Print every entry, word for word, and skip the images.

Dataset entries
· · · · ·

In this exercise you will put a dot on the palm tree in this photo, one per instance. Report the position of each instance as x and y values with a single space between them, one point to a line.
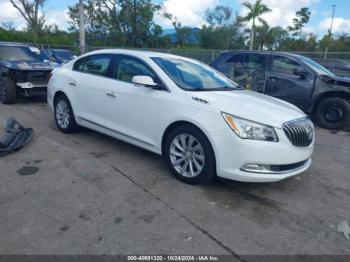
255 11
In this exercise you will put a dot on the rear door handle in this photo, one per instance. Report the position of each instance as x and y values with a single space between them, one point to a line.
111 94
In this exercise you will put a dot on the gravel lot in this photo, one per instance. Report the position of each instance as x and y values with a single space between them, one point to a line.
87 193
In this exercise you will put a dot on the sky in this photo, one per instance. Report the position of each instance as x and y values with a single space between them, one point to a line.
191 13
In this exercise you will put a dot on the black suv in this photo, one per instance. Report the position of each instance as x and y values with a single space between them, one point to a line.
293 78
24 70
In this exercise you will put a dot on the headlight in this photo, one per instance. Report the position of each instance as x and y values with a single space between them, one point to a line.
250 130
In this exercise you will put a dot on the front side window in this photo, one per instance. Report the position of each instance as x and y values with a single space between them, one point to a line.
319 69
95 64
129 67
64 55
248 70
284 65
193 76
21 53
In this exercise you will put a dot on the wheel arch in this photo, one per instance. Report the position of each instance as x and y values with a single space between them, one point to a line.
323 96
178 123
57 94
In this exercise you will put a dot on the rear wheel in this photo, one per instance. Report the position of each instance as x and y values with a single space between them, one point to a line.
7 91
189 155
64 116
333 113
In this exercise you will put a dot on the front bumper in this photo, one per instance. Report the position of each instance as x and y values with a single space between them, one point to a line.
284 159
30 89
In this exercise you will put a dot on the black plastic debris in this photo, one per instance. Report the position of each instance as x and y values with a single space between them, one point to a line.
15 137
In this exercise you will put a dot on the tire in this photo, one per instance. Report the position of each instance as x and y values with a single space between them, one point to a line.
191 148
333 113
7 91
64 115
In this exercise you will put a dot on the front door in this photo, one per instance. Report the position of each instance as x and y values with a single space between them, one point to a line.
284 84
133 110
87 81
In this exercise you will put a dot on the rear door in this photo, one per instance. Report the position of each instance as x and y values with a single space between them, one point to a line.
283 84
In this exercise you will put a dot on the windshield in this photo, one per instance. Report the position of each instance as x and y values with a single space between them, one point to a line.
193 76
21 53
64 55
319 69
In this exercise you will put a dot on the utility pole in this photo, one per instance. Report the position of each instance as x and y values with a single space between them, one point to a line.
135 21
81 27
330 34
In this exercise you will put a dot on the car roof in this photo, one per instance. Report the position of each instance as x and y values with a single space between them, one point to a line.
15 44
137 53
57 49
261 52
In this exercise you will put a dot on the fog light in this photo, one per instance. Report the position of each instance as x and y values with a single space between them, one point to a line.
257 168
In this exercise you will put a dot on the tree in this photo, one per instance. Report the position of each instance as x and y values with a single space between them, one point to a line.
254 12
117 22
31 11
223 29
182 32
301 19
219 16
270 38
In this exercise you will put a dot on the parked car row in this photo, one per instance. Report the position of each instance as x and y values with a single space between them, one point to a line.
24 69
292 78
201 121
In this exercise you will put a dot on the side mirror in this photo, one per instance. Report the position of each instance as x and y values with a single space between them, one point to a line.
300 72
144 81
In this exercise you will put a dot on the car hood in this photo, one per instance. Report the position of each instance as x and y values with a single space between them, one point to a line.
338 80
29 65
249 105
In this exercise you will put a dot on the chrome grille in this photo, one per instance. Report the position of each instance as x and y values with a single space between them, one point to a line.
300 132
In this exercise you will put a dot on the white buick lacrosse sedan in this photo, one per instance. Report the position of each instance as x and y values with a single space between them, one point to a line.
200 121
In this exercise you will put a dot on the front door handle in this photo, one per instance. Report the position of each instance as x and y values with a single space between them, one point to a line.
110 94
273 79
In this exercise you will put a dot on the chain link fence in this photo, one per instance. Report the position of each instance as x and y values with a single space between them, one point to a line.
205 56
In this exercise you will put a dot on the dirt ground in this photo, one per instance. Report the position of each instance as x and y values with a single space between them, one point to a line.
87 193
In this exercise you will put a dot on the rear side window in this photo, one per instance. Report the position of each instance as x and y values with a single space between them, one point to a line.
129 67
284 65
95 64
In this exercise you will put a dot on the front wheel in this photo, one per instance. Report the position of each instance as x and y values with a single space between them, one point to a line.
7 91
189 155
333 113
64 115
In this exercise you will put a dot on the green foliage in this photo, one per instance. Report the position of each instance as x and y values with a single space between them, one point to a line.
130 23
301 19
119 23
254 12
223 31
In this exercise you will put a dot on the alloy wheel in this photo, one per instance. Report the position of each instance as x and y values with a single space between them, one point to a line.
187 155
62 114
333 113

· · · · ·

#### [WRITTEN SOLUTION]
In this exercise you will put a dot on the palm tree in this photo, one per instance. Report the position of each instance as x and y values with a single space between them, one point to a line.
255 11
In this exercise you will put a dot on the rear door handle in this photo, one per instance. Report the position of each instance as x and y values with a single space between them, one point to a line.
111 94
In this exercise you will put a dot on the gravel lot in this photo, one per instance. Report the position of each instance as x and y values with a single space between them, one point to a line.
87 193
In this exercise you will put a dot on the sky in this photo, one per instance. Report the position of each instance as x and y values with a single space between them, one point to a line.
191 13
In this exercise you will put a dot on the black suv in this photo, one per instance. Report the position of each instance as x and y values with a single space between them, one point to a line.
293 78
24 70
In this exercise you will put a dot on the headlight in this photo, one per instance. Report the position of each instance as x and y values with a single space between them, one point to a line.
250 130
In this exercise you will put a dot on the front side window in this photo, one per instance. Report the position of each instance as x and y values with a single space between them, one point to a line.
319 69
95 64
129 67
64 55
248 70
284 65
193 76
21 53
In this exercise you will put a dot on the wheel arch in this photo, one per instance. Report the position of each instance as x and y values with a single space between them, one point to a line.
323 96
178 123
57 94
In this exercise you will put a dot on the rear wheel in this photo, one per instance. Report the position of each instance as x and y values with a single space between them, one point to a line.
7 91
189 155
64 116
333 113
In this exercise you will put a dot on the front bumper in this photo, one per instance. Report the position of each instance as x and y values with a single space between them, one point to a line.
284 159
30 89
In this exercise you will put a dot on the black plastic debris in this photo, one per instance. Report the position of each instance as x and y values with a single space between them, one point to a line.
15 137
In this exercise you will put a dot on the tire in this photo, one per instance. Report the position of each instance as x and y values with a single space between them, one point to a line.
191 148
333 113
7 91
64 115
In this exercise you will put a dot on the front door in this photo, one per instance. Report the position of each instance as x and y values with a single space between them, one point to a line.
284 84
133 110
87 81
In this exercise you will put a dot on the rear door in this photo, one per instance. Report the position of each instance as x and y values with a single space between them, one point to a line.
283 84
In this exercise you will put a dot on the windshield in this photo, one per instance. Report the position of each instance as x and y values with a single space between them, one point to a line.
193 76
21 53
64 55
319 69
In this exercise you will put a dot on the utility pole in this photo, one per instance. Report the position of each instance as x and y values with a single space between them, one point to a line.
135 21
81 27
330 34
In this exercise you will put a dot on the car roof in this photo, one per instance. Report the position of each instance as x and y values with a single space between them, one point to a line.
15 44
137 53
57 49
261 52
In this exercise you will put a dot on the fog light in this photo, one per instance. Report the position of each instance as x and y values with a single space between them, one point to a line.
257 168
In this exercise you will put a dot on the tree in this photo, one per instance. Report the position of each instance as x and y values with a single space between them, one point to a line.
254 12
117 22
31 11
223 29
182 32
301 19
219 16
270 38
In this exercise you will put a dot on the parked car row in this photo, one per instance. Report the position of each instance as x and y values with a single space between them, one point to a line.
24 69
292 78
201 121
In this exercise you will put a dot on the side mirror in this photo, one per instance. Report the position of each instance as x and y values with a single space between them, one point to a line.
300 72
144 81
In this exercise you will put a dot on the car hood in this photo, one per instance. Report the position of each instance as x and y values with a single space between them, one point to a line.
338 80
29 65
249 105
In this exercise you will put a dot on the chrome grille in this photo, one per instance. Report the position of each instance as x and y values with a single space between them, one point to a line.
300 132
In this exercise you will put a dot on the white buick lacrosse sedan in this photo, one per instance. Report the position of each instance as x and y values with a single space between them, one point to a line.
200 121
In this exercise you will put a dot on the front door handle in this photo, one per instance. Report the position of each instance as x and y values with a single space between them, one point to a line.
110 94
273 79
In this exercise you will put a dot on the chain link fence in this photo, one per instance. Report the position of each instance as x and y values with a single space between them, one point to a line.
205 56
In this exercise you will put a dot on the dirt ground in this photo, one per instance. Report the position of each instance as x and y values with a single space between them, one point to a line.
87 193
In this exercise you will put a dot on the rear side window in this photo, one per instance. Report the position of each instance as x and y values with a single space between them, one point to a line.
129 67
284 65
95 64
In this exercise you will put a dot on the front wheel in this photo, one per instance. Report the position of each instance as x and y values with a single space between them, one point to a line.
7 91
189 155
333 113
64 115
In this exercise you will put a dot on the green foliage in this photo, one per instance. Report the position of each instance as x and y values with a single space between them, one point to a line.
130 23
301 19
119 23
254 12
223 31
In this exercise you will put a dot on the alloy wheel in this photo, one per instance. Report the position of each instance as x and y values with a single space between them, one point to a line.
187 155
62 114
333 113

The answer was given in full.